---- 本文抜粋
おしりです
今回は命をかけた、純愛
G線上の魔王の全エンディングを制覇したので物語の核心に迫らない程度のネタバレと共に評価感想を書いていきます
私がこれを買った理由は評価が高すぎることと無能なナナが恐ろしく面白かったことと車輪の国のADVとしての出来が異常なまでに高く「これ考えた人天才じゃ!」と思ったからです。
一言で言うとるーすぼーいというシナリオライター様を崇拝しているから
ですね
目次
概要
本作G線上の魔王はAB2(あかべえそふとつぅ)より2008年に発売されたR18ゲームです。
シナリオは漫画「無能なナナ」や同じメーカーで移植もされている車輪の国でお馴染みのるーすぼーい様
ジャンルとしては純愛もののサスペンスでコナン映画のような内容をイメージしていただければと思います。
簡単なあらすじと登場人物を先に解説してしまいましょうか
まずは主人公の浅井京介(あざいきょうすけ)
--------
---- 記録データ
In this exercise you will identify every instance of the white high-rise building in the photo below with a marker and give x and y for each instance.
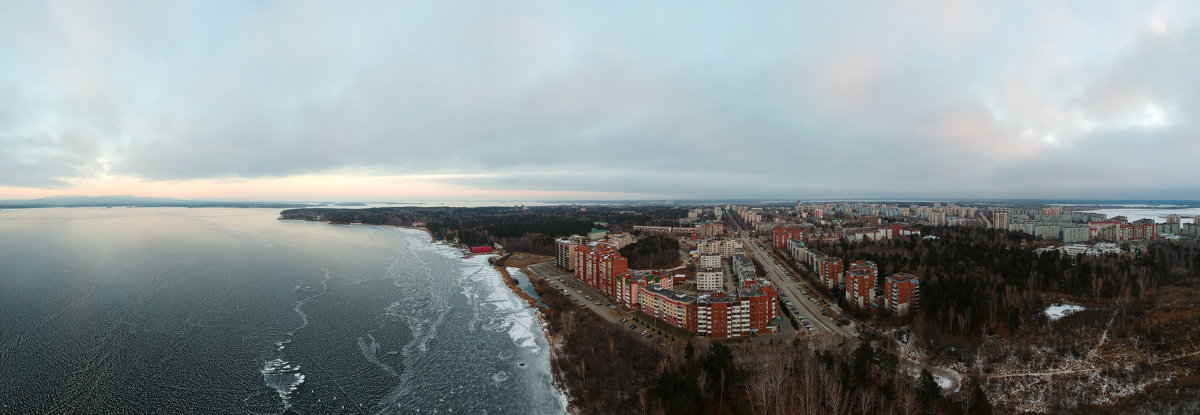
--------
課題
1 - 『G線上の魔王』の感想文では、この作品は何年にどこから発売されたとされていますか。
2 - 『G線上の魔王』の感想文を、最後の文の続きから書き進めてください。

回答
1 - 2008年にAB2(あかべえそふとつぅ)から発売されました。

2 -
作中では浅井ですが旧姓は鮫島で過去に家族共々地獄みたいな生活を強いられていたことが原因で浅井として都会で一人暮らしをしています。
浅井になった経緯としては借金が原因でお金を得るために浅井権三というヤクザの手下になったからです。
そして権三からは「世の中は金が全て、金のない人間は家畜であり人間ではない」というイカれた思想を吹き込まれ権三の息子として学校に通いながらもグレーな仕事で稼いでいます。
目的は多額の金を稼ぎ借金を返済して母親と暮らすこと。
次にメインヒロインの宇佐美ハル(うさみはる)
タイトルにも書いてある魔王を追って京介の学園に転校してきた女の子でロングヘアというか毛量エグいというか色んな意味で頭がすごいです。
頭すごいのもう一つの意味は回転が早すぎるということ。
本作の主な内容は魔王というルルーシュみたいなめっちゃ頭が良い犯罪者との高度な心理戦がメインです。
なので何重にも張り巡らされた策をお互いの洞察力や推理で突破し勝利を目指すのです
となると当然異常なまでに頭の良いキャラが出てきますよね?
それがこのメインヒロイン宇佐美ハルです。
パッケージのセンターで本作のラスボスである魔王を倒す勇者などと宣言していることからメタ的にもメインヒロインであることは明白ですね。
本人曰く魔王とは因縁があるらしく転校してきた理由も魔王を追ってきたから。
次にこの二人以外の登場人物について。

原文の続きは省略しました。